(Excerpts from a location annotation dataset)

Begin

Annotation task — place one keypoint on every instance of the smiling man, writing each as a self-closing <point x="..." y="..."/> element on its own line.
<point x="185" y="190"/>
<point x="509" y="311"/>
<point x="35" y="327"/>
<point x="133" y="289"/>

End

_TASK DETAILS_
Rewrite the material above with "smiling man" replaced by "smiling person", keeping everything else unchanged.

_TASK ANSWER_
Annotation task — place one keypoint on every instance of the smiling person, writing each as a self-closing <point x="..." y="..."/> element on its own line.
<point x="185" y="190"/>
<point x="509" y="311"/>
<point x="35" y="327"/>
<point x="133" y="289"/>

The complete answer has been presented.